# ZIEL:
Schreib die Filmkritik zu „The Green Knight“ im selben Ton weiter, beginnend nach ihrem letzten Satz.

# AUSGANGSTEXT:

Leider nimmt „The Green Knight“ seine Zuschauer eben so gar nicht an die Hand. Wer sich im Vorhinein die Mühe macht, die Originaltexte, gar zusätzliche wissenschaftliche Literatur zur keltischen Heldensage durchzuarbeiten, wird vielleicht mehr Freude an diesem Autorenfilm haben. Letztlich bleibt aber das unbestimmte Gefühl, dass David Lowery, der hier Drehbuch, Regie, Produktion und sogar Schnitt übernommen hat, mit „The Green Knight“ eher sich selbst als sein Publikum überzeugen will.
Visuell ein Volltreffer
A24 ist längst so etwas wie das TÜV-Siegel des Indie-Kinos geworden und nach Meisterwerken wie „Moonlight“, „The Lighthouse“ und auch Lowerys „A Ghost Story“ liegt die Messlatte entsprechend hoch. Viele dieser impliziten Versprechen hält „The Green Knight“ durchaus.
So sind es nicht zuletzt die herausragenden Bilder, die einem trotz der frustrierend umher schweifenden Geschichte hier und da tatsächlich etwas Begeisterung entlocken können. Dass Lowery als erfahrener Filmemacher sein Handwerk beherrscht, steht hier auch gar nicht zur Debatte. Von perfekt durchkomponierten Bildern bis hin zu langen gekonnten Plansequenzen fährt dieser die ganze Palette filmischer Darstellungskraft auf.

# AUFGEFÜHRTE ZEILEN:
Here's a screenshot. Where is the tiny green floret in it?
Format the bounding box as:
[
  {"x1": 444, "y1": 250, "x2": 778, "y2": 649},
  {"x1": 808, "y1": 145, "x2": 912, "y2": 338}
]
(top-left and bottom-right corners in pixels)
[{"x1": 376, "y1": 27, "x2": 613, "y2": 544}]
* * *
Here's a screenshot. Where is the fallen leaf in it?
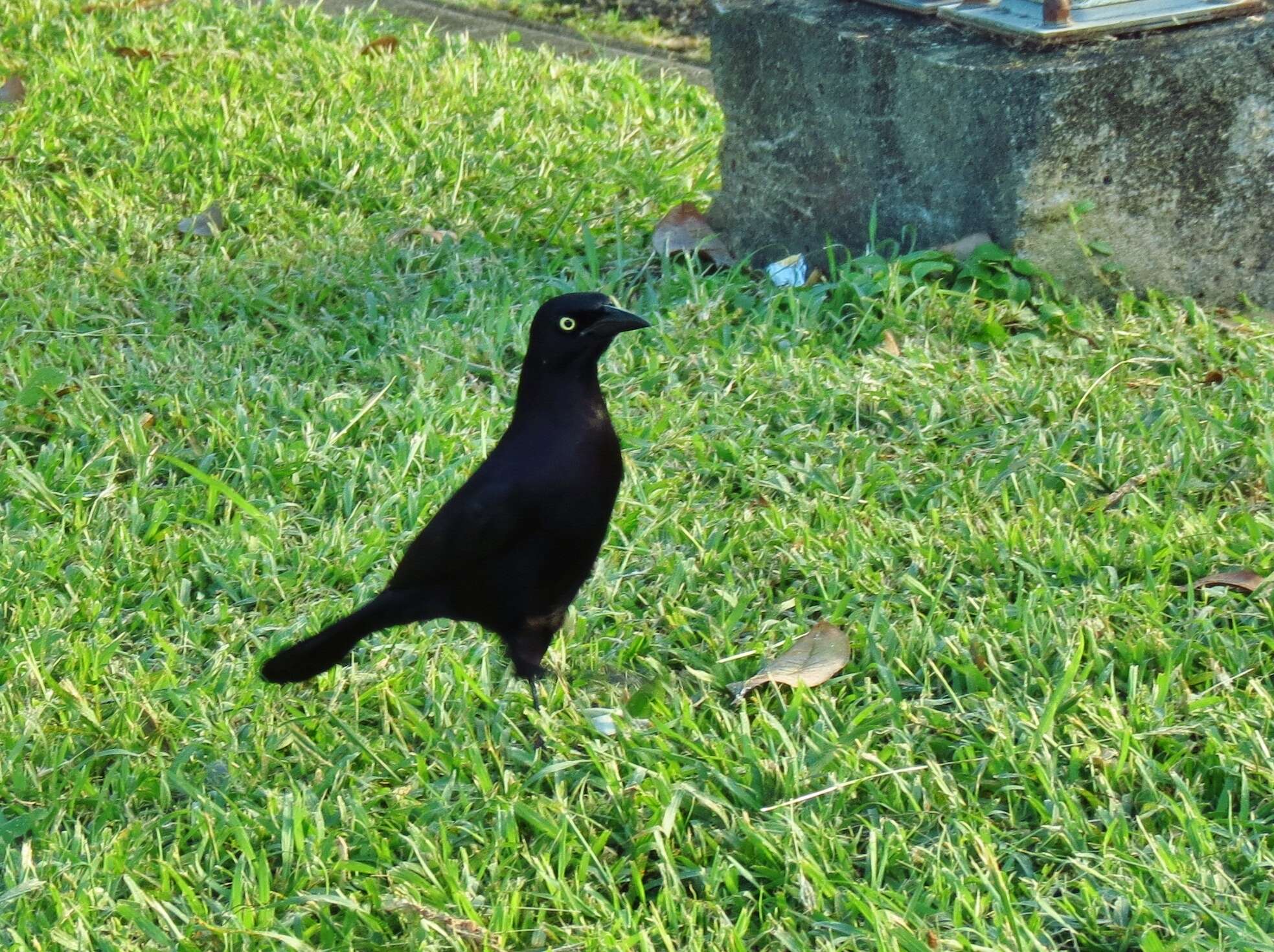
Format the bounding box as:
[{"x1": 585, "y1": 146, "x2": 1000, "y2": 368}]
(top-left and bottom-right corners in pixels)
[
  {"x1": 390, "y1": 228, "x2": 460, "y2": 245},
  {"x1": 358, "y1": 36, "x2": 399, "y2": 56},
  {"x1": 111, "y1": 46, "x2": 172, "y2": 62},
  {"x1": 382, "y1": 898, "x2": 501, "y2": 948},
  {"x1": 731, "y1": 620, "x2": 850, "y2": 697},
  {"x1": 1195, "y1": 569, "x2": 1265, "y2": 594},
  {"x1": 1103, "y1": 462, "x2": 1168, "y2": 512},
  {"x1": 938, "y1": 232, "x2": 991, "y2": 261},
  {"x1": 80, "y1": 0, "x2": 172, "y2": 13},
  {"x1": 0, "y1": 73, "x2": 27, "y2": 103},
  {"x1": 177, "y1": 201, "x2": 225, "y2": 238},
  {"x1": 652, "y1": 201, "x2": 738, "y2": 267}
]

# ANTWORT ZUR AUFGABE:
Virtuos Spielt der Regisseur mit Licht, Schatten und Farbkontrasten und trennt sich beim Erschaffen seiner Fantasy-Traumwelt von jeglichem Realismus. Tiefrot leuchtende Gewässer, ungewöhnlich interpretierte CGI-Riesen und an die legendäre „Dumbo“-Szene erinnernde Trip-Sequenzen hindern „The Green Knight“ dann doch daran, sein Publikum endgültig zu verlieren. Man könnte diesen Film zu jedem Zeitpunkt pausieren, das entsprechende Bild ausdrucken und als stylisches Poster über den Kamin hängen.
Warum Konventionen manchmal gar nicht so schlecht sind
All das macht aus „The Green Knight“ ein irrwitzig, fast bipolares Werk, das sicherlich auch viele Filmfans begeistern wird. Man kann sich an diesem Film das Hirn matschig interpretieren. Wer sich aber einen aufregenden Kinoabend mit Rittern und Trollen erhofft, sollte sich den Kartenkauf zwei Mal überlegen. Am wahrscheinlichsten ist es tatsächlich, dass einem die Diskrepanz zwischen Erwartung und Umsetzung bei dieser als „Fantasy-Epos“ vermarkteten Überforderung sauer aufstößt. Warum einen Ritterfilm machen, wenn man in dessen zweistündiger Laufzeit keinen einzigen Schwertkampf einbaut? Warum diese eigenwillige Intellektualität?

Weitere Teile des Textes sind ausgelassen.